AIM OF THE TASK. Please gather every line of the material below that contains the string "building", and copy each one unchanged.

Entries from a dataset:
►

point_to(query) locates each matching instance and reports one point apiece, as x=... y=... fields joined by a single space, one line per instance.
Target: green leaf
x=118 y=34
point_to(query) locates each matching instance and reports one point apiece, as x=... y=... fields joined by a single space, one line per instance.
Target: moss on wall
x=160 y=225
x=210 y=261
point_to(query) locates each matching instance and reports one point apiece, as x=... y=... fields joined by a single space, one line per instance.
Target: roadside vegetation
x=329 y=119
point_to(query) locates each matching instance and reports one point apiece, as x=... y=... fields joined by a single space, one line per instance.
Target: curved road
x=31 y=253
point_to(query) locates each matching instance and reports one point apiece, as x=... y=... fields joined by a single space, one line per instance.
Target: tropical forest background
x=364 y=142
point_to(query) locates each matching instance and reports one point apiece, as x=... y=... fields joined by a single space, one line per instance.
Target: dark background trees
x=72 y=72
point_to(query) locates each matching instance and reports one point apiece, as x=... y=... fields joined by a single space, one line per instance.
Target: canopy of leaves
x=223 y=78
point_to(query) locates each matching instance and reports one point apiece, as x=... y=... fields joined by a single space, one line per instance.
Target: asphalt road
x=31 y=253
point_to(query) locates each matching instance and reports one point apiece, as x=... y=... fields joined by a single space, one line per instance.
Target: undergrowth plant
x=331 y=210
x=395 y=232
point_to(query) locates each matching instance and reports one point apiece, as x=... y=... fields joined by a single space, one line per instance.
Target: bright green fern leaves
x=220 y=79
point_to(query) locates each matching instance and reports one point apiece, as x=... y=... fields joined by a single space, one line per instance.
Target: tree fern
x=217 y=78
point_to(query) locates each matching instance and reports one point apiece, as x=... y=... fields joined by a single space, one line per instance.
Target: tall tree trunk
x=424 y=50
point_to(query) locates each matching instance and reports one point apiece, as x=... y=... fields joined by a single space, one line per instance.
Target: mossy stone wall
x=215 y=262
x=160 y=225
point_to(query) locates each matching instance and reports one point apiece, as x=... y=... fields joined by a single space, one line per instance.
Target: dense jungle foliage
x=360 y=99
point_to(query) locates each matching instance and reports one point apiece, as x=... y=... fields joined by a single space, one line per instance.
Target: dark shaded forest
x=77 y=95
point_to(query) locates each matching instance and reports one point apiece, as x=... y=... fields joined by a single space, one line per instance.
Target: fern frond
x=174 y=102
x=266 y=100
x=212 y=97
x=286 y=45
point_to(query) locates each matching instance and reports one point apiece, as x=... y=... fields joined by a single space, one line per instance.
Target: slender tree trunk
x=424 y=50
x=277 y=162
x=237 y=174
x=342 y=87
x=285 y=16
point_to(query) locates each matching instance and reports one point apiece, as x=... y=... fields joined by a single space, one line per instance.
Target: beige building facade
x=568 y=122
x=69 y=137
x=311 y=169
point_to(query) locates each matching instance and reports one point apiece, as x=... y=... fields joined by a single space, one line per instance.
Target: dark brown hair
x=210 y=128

◄
►

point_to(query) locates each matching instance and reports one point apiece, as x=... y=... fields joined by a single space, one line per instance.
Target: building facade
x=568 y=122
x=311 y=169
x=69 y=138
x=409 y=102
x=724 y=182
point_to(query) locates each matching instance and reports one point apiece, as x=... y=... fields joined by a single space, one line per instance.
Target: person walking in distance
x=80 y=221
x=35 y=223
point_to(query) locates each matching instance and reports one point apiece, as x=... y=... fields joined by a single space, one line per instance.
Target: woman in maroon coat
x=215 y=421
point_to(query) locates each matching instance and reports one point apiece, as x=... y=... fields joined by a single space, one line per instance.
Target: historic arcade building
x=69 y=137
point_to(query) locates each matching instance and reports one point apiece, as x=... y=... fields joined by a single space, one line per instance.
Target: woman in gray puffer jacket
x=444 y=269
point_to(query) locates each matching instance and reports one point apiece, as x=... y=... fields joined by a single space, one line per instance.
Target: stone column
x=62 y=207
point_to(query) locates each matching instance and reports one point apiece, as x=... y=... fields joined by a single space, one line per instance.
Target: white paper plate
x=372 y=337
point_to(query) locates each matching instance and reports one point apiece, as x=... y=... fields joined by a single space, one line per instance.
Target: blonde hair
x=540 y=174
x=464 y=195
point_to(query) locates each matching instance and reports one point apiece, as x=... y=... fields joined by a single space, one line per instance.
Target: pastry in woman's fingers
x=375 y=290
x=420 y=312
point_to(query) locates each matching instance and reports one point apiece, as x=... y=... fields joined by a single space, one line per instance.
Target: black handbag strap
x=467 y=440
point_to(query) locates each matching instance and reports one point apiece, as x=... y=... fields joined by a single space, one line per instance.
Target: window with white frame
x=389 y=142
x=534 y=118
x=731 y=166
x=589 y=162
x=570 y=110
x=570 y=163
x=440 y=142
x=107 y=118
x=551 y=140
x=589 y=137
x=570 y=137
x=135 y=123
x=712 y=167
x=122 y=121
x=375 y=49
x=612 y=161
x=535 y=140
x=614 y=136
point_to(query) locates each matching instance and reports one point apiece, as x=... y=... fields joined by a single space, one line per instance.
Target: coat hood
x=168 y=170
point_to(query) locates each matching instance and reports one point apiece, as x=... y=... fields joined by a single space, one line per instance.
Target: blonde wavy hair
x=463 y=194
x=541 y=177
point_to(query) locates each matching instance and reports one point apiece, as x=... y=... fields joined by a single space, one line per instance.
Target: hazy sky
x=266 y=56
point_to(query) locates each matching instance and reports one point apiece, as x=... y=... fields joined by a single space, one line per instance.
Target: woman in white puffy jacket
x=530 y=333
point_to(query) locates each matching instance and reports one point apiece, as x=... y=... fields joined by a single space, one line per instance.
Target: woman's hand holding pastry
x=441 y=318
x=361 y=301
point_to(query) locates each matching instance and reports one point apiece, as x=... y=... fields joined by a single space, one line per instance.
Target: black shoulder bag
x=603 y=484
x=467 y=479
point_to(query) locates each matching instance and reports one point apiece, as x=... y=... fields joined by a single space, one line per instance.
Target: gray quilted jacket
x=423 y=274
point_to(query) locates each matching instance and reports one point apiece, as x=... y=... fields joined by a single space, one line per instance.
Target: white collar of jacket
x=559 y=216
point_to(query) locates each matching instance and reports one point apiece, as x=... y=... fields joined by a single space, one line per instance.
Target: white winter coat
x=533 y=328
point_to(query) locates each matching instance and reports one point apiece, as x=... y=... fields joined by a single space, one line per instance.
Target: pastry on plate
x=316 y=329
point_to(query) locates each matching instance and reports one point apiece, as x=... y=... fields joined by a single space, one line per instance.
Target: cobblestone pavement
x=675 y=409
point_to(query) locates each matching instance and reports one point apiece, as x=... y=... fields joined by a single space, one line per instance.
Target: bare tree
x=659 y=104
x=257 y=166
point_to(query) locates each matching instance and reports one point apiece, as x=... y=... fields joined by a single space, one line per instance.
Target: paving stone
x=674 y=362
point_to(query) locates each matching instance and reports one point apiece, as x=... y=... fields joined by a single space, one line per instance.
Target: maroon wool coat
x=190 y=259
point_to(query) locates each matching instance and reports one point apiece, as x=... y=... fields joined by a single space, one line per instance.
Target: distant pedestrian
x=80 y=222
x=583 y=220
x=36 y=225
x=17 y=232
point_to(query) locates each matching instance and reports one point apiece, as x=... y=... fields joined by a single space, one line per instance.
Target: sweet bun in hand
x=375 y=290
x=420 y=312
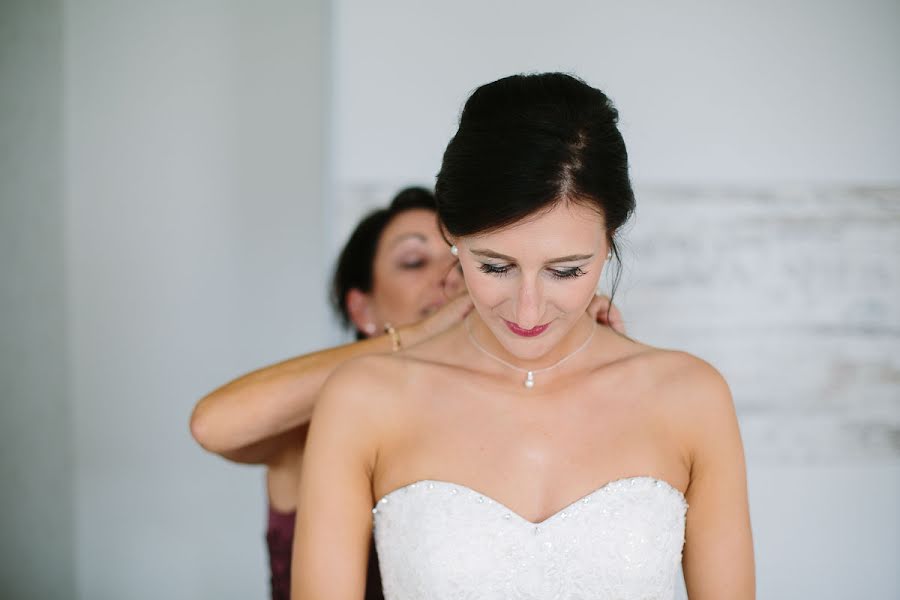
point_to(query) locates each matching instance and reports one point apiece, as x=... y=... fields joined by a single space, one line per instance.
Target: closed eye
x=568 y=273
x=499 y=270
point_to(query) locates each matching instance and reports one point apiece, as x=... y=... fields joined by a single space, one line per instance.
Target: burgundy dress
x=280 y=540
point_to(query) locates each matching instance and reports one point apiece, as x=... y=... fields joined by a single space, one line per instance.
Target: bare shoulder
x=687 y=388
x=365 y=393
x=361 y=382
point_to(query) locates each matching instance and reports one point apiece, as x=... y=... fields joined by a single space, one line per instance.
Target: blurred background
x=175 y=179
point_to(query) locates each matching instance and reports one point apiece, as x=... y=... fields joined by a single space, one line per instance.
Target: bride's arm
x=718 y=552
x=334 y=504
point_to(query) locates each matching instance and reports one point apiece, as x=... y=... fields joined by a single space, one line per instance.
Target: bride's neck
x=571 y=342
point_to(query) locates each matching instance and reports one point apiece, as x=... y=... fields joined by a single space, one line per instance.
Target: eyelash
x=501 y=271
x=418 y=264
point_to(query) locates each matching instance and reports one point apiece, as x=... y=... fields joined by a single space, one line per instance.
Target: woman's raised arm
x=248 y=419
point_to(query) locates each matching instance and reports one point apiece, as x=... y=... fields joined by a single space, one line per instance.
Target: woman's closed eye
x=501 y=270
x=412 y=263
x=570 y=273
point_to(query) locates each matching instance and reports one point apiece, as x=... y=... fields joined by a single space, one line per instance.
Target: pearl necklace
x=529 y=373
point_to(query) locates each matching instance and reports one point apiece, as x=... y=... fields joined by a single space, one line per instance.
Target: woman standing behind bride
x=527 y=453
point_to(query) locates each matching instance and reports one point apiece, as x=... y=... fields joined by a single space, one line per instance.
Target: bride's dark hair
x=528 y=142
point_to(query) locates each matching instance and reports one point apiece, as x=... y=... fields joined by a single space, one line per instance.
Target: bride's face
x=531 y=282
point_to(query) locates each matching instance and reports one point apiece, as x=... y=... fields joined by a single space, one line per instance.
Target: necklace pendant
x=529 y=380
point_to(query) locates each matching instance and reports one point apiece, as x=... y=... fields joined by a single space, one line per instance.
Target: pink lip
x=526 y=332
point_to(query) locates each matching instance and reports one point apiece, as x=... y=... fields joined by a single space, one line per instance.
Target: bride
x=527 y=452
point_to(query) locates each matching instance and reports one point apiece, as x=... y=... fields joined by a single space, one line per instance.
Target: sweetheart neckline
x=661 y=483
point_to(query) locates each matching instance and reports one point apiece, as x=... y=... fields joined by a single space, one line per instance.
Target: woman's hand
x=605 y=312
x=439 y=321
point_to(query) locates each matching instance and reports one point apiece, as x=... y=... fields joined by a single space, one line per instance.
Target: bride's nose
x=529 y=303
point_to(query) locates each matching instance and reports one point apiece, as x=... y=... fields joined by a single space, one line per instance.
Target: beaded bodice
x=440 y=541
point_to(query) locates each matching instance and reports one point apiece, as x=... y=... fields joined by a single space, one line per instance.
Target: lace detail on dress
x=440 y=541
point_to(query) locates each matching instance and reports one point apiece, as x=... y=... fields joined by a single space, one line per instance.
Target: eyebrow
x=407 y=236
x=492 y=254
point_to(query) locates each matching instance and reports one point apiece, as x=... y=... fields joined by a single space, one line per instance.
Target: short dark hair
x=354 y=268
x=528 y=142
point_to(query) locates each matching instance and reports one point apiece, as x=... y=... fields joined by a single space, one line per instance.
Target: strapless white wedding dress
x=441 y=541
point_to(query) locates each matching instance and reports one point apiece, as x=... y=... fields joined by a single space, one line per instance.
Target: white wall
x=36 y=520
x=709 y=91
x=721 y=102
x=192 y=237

◄

CORRECT ANSWER.
Target: beige building facade
Target: building facade
Target: historic arcade building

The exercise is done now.